Is NATO Relevant?

Yesterday's NATO Beyond Afghanistan conference was a depressing day for fans of the most successful military alliance in history.

As I detail in my New Atlanticist post “NATO’s Relevance,” yesterday’s NATO Beyond Afghanistan conference was a depressing day for fans of the most successful military alliance in history.

Yesterday’s gathering of scholars and policymakers, most of them Atlanticists from way back, were mostly at a loss for how to reignite NATO in the wake of Afghanistan.  Indeed, it was as pessimistic a gathering as I’ve seen on the subject.   How gloomy was it?    Luncheon speaker Bob Kagan, who eight summers ago told us “It is time to stop pretending that Europeans and Americans share a common view of the world, or even that they occupy the same world,” was among the most optimistic voices.

None of the panelists in the political will discussion had any illusion that there actually was any political will in NATO.  At least, not in the publics of Western Europe.   Kurt Volker, a career diplomat who served as President George W. Bush’s ambassador to NATO, said that “It is hard to overstate NATO’s lack of unified commitment and vision.”

::::

#### Goal:
Using the post on NATO's relevance, explain why the writer calls the NATO Beyond Afghanistan conference a depressing day for fans of the alliance. The rows that come next have no connection to the post on NATO's relevance.

::::

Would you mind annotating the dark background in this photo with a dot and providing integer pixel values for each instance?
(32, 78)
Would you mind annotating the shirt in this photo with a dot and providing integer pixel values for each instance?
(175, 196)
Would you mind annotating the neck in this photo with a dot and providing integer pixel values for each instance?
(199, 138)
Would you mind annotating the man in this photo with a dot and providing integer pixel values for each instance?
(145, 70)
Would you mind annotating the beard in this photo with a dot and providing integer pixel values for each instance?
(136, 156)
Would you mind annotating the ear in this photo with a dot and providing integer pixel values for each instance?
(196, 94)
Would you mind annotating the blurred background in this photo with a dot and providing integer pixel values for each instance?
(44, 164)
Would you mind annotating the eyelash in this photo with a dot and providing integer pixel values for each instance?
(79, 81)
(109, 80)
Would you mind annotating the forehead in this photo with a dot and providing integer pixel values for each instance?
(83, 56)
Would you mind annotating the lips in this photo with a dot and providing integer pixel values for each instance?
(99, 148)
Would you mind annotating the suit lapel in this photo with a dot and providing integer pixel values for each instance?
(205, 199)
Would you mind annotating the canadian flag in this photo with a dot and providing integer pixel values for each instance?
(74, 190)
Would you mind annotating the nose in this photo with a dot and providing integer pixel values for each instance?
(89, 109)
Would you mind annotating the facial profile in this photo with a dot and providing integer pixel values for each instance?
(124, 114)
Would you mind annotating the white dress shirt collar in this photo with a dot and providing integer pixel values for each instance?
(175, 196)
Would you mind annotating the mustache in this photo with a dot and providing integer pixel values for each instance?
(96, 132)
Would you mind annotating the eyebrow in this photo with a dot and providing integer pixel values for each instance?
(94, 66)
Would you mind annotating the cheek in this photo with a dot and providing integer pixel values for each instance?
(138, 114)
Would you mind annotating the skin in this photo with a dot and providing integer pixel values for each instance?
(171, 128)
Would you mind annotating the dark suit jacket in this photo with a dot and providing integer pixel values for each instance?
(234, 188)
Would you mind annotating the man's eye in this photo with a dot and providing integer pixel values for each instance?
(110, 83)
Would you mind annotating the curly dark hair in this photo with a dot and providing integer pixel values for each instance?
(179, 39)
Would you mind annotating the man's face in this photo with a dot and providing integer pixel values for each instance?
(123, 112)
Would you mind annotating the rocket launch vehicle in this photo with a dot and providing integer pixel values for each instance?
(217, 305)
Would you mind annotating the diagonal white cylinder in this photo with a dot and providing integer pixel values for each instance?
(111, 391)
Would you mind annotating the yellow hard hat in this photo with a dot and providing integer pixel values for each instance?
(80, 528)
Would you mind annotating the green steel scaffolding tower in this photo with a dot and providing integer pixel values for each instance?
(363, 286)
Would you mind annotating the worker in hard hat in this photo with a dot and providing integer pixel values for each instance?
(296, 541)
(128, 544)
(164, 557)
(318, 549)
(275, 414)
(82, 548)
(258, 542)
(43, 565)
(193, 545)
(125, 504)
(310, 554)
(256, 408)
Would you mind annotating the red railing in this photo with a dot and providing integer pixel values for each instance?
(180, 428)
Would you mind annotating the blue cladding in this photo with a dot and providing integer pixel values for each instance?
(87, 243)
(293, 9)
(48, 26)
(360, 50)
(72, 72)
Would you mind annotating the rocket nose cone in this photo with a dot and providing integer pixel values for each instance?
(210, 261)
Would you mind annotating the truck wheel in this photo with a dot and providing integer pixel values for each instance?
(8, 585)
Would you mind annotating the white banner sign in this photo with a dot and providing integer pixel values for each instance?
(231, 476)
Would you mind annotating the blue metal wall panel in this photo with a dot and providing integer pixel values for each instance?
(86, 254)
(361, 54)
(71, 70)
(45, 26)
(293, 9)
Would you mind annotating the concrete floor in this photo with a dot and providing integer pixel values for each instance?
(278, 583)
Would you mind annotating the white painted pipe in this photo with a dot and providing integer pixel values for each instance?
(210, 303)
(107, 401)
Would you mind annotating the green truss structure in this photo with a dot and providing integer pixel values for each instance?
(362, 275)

::::

#### Task answer:
The scholars and policymakers at the gathering, most of them longtime Atlanticists, were mostly at a loss for how to reignite NATO after Afghanistan. The writer calls it as pessimistic a gathering on the subject as they had seen.